— START SUPPLIED RECORDS —

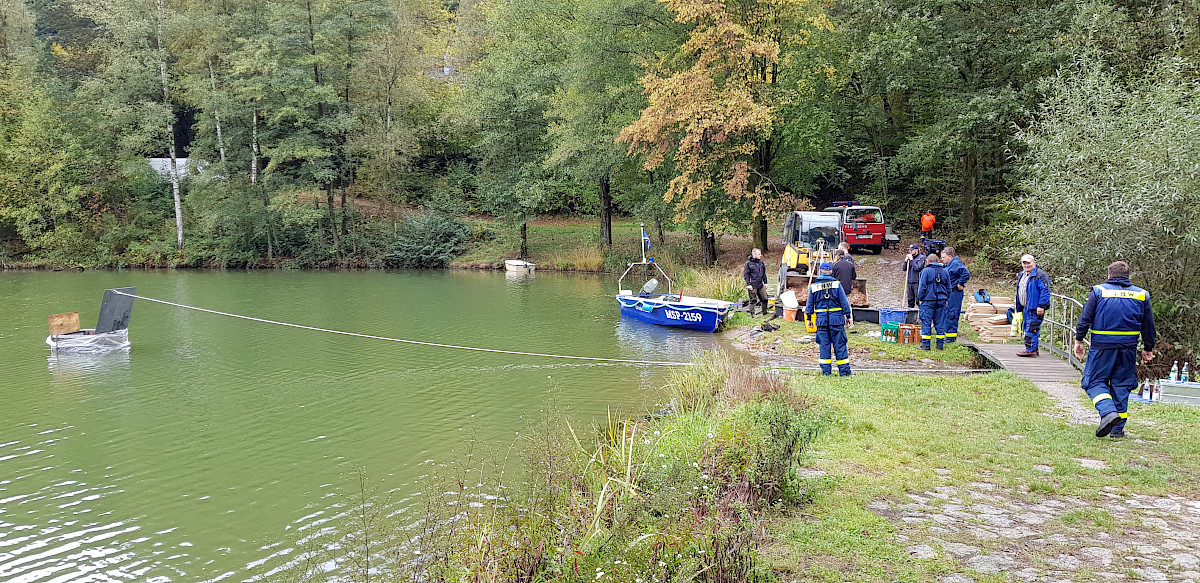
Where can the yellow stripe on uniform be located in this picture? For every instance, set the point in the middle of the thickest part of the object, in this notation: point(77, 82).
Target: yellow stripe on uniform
point(1128, 294)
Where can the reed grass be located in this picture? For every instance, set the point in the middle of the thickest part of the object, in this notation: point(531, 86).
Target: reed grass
point(588, 258)
point(712, 283)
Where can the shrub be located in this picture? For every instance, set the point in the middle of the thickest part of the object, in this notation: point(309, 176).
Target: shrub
point(427, 240)
point(1111, 174)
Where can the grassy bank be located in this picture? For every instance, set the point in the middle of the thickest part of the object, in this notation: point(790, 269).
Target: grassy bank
point(682, 494)
point(748, 475)
point(899, 437)
point(792, 340)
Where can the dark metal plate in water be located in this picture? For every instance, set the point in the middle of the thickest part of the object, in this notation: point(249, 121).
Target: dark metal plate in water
point(115, 310)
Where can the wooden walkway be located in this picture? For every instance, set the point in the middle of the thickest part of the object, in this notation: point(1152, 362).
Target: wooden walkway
point(1045, 368)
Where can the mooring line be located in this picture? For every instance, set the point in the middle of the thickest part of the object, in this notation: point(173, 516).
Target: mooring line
point(658, 362)
point(594, 359)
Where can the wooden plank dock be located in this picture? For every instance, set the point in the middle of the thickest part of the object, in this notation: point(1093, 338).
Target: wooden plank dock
point(1045, 368)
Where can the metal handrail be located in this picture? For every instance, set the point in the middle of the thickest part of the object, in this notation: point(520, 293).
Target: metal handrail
point(1059, 328)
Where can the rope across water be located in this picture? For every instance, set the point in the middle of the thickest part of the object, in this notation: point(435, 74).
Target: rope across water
point(496, 350)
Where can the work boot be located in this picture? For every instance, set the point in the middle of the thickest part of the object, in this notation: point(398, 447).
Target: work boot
point(1107, 424)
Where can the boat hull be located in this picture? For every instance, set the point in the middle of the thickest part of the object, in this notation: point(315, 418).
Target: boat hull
point(88, 342)
point(519, 265)
point(688, 313)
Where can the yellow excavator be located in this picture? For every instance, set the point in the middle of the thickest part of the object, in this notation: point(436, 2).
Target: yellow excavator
point(810, 240)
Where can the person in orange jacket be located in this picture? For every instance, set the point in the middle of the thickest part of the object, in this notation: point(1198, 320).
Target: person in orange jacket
point(927, 224)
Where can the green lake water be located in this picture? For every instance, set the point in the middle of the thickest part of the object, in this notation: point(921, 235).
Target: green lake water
point(214, 446)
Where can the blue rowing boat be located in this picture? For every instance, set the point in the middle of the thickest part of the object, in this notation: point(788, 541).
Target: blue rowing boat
point(676, 310)
point(670, 308)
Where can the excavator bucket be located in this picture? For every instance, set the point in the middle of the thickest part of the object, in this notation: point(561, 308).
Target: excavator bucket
point(858, 293)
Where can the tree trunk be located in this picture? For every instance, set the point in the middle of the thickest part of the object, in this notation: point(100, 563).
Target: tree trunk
point(605, 211)
point(525, 240)
point(345, 232)
point(216, 114)
point(253, 149)
point(970, 188)
point(174, 187)
point(708, 246)
point(171, 130)
point(760, 233)
point(333, 217)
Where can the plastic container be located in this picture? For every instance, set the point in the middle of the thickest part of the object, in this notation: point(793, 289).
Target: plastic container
point(897, 316)
point(789, 300)
point(889, 331)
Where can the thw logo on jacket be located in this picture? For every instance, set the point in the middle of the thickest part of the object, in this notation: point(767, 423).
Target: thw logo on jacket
point(828, 301)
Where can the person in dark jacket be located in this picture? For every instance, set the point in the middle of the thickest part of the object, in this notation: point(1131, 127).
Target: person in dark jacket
point(1032, 300)
point(1116, 312)
point(959, 277)
point(912, 265)
point(931, 294)
point(828, 302)
point(755, 274)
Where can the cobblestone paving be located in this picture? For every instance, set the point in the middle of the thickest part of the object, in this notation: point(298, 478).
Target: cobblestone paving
point(981, 530)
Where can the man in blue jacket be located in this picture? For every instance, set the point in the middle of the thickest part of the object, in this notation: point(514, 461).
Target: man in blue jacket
point(755, 275)
point(828, 302)
point(1116, 312)
point(959, 277)
point(1032, 300)
point(912, 265)
point(931, 294)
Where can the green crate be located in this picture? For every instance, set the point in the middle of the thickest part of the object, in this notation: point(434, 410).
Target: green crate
point(889, 331)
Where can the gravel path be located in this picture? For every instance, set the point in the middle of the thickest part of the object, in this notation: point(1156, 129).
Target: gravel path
point(1069, 403)
point(981, 530)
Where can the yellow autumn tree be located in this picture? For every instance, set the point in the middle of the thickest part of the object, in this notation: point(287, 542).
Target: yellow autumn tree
point(714, 103)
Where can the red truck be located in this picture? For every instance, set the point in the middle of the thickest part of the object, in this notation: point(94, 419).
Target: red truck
point(862, 226)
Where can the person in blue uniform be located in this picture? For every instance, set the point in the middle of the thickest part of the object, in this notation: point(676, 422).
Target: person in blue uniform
point(1116, 312)
point(755, 275)
point(828, 302)
point(959, 277)
point(931, 294)
point(1032, 300)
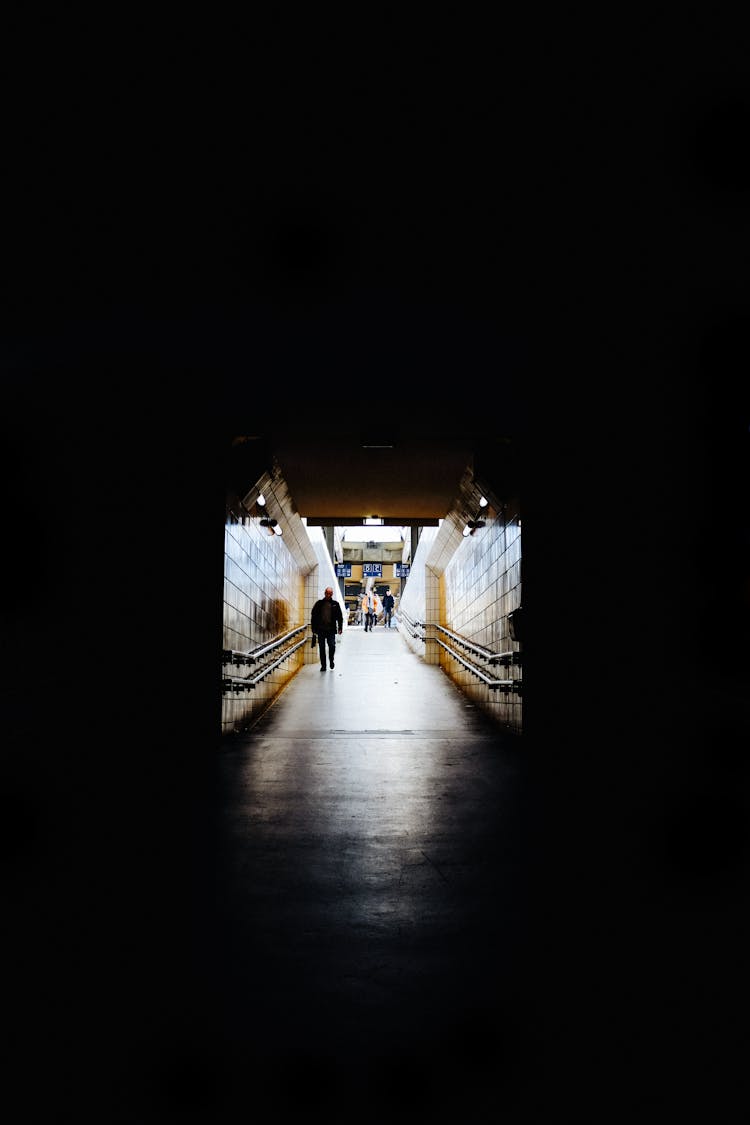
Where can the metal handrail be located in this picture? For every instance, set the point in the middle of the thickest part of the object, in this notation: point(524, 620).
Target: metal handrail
point(481, 650)
point(413, 626)
point(506, 685)
point(253, 655)
point(245, 683)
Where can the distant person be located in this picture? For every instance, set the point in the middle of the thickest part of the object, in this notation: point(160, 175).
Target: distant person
point(326, 620)
point(376, 606)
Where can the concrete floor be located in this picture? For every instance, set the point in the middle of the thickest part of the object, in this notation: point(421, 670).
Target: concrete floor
point(371, 857)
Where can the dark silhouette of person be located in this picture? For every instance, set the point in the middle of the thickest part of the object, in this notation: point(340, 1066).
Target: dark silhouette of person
point(326, 620)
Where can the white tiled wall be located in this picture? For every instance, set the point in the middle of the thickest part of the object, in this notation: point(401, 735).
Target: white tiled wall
point(475, 593)
point(263, 597)
point(481, 585)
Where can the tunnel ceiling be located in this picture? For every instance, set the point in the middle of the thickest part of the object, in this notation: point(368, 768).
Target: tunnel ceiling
point(358, 475)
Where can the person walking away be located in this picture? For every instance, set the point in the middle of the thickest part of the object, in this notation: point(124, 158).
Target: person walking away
point(376, 606)
point(326, 620)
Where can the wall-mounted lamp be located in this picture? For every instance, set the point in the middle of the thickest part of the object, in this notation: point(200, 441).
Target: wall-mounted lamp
point(471, 525)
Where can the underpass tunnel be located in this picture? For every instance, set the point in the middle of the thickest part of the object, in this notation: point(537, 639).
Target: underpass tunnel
point(448, 540)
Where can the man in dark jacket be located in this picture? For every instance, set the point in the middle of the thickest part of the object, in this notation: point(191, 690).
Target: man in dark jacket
point(388, 603)
point(326, 619)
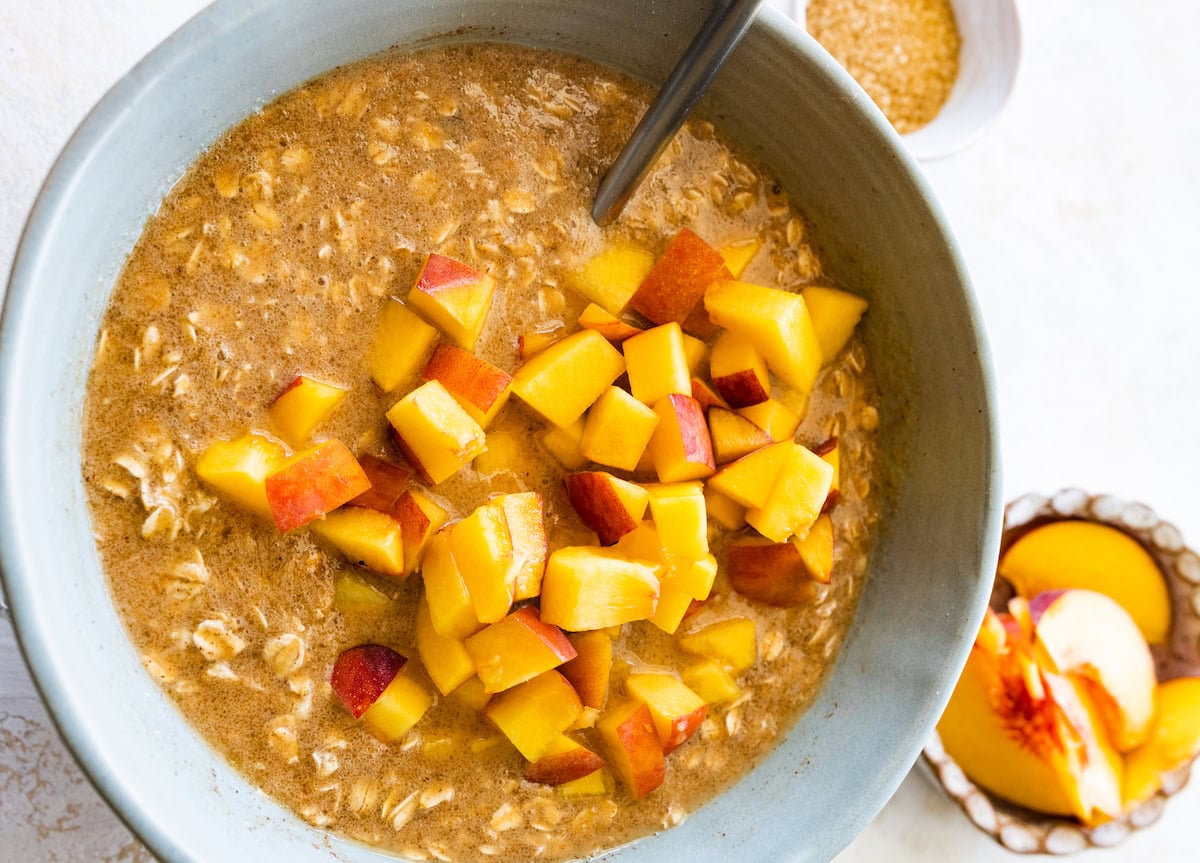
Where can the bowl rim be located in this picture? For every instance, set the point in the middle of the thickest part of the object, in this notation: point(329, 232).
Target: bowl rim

— END SUPPLIED RECORDS —

## GOAL OF THE EXERCISE:
Reproduce every line of the records from the line containing "Where can the cobblestone" through the line containing "point(862, 226)", including both of those lines and the requests. Raise each coordinate in the answer points by 135, and leave the sample notation inside the requests unchanged.

## EXERCISE RESULT:
Where can the cobblestone paving be located in this picture? For every instance, set the point in the middle of the thickest part of the object, in this notation: point(298, 478).
Target: cobblestone paving
point(1116, 665)
Where can the man in blue jacket be located in this picture? For every instance, set the point in the middle of the thickest part of the object, in this notation: point(514, 461).
Target: man in blue jacket
point(890, 410)
point(963, 437)
point(1251, 447)
point(1094, 412)
point(1167, 435)
point(1047, 400)
point(1066, 429)
Where can the green crate be located in this picture? For every instance, set the point in the middle of the thickest part of the object, in this notation: point(434, 410).
Target: green crate
point(1024, 466)
Where can the gravel path be located in this picture? For every instance, set the point in the middle of the thickest part of the object, in this notation: point(1156, 129).
Target: gravel path
point(1204, 538)
point(1116, 665)
Where can the yellow autumn tree be located in this picture? For every instance, set the point in the middle of the thickest part of the object, in this notation: point(287, 542).
Target: yellow autumn tree
point(849, 238)
Where can the red truck be located in this picture? For every instance, set the point in the middle of the thickest part of the object, in this notation: point(94, 419).
Target: red truck
point(997, 361)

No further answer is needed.